# Warning, Blasphemy Inside: Robo mowers are better than reel mowers.



## PainInTheGrass (Oct 14, 2021)

I was riding bikes with kids and in an area I'm not very familiar with. I came across an outstanding lawn. Normally I would never bug someone about such a thing, but as luck would have it the homeowner was out in the yard fussing with his grass (as we tend to do) and I could also see the little charging garage with a robo mower juicing up. I have recently been very much considering a robo mower because frankly I want a great lawn but I'm sick and tired of mowing right when I get home from work or worse, using my precious weekends to do it. So I broke my rule and interrupted this dude's peace/studying of his lawn.
------------------------------------------------------------
■ Task list
A - Summarize the forum post in two sentences.
B - Rewrite the records from the line containing "Where can you find the rear side" through the end of the records, changing "pin" to "marker" and leaving everything else as it is.
The forum post and the records are separate material that have nothing to do with each other.

■ Input data
------------------------------------------------------------
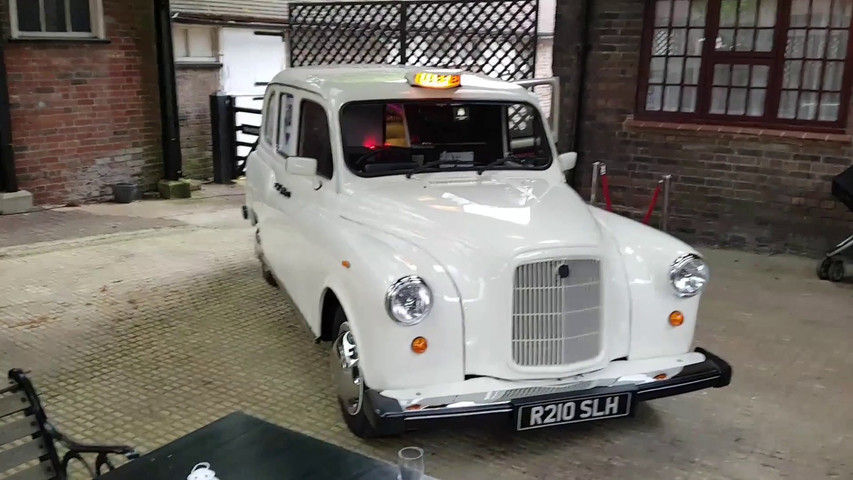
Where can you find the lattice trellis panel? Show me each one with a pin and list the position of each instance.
(336, 33)
(495, 37)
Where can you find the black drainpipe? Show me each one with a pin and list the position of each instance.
(170, 129)
(585, 49)
(8, 180)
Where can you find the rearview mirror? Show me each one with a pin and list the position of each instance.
(303, 166)
(567, 161)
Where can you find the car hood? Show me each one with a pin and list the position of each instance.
(501, 218)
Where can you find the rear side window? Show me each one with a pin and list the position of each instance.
(285, 124)
(314, 141)
(269, 117)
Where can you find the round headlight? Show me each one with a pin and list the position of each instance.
(689, 274)
(409, 300)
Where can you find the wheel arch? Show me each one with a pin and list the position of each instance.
(328, 307)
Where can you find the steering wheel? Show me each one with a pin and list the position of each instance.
(367, 156)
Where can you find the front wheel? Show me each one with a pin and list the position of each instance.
(349, 383)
------------------------------------------------------------
■ Responses by task
A - While riding bikes with kids in an unfamiliar area, the poster came across an outstanding lawn whose owner was out in the yard, with a robo mower charging in a little garage. Having recently been considering a robo mower to get a great lawn without mowing after work or on weekends, the poster broke a usual rule and interrupted the homeowner.

B -
Where can you find the rear side window? Show me each one with a marker and list the position of each instance.
(285, 124)
(314, 141)
(269, 117)
Where can you find the round headlight? Show me each one with a marker and list the position of each instance.
(689, 274)
(409, 300)
Where can you find the wheel arch? Show me each one with a marker and list the position of each instance.
(328, 307)
Where can you find the steering wheel? Show me each one with a marker and list the position of each instance.
(367, 156)
Where can you find the front wheel? Show me each one with a marker and list the position of each instance.
(349, 383)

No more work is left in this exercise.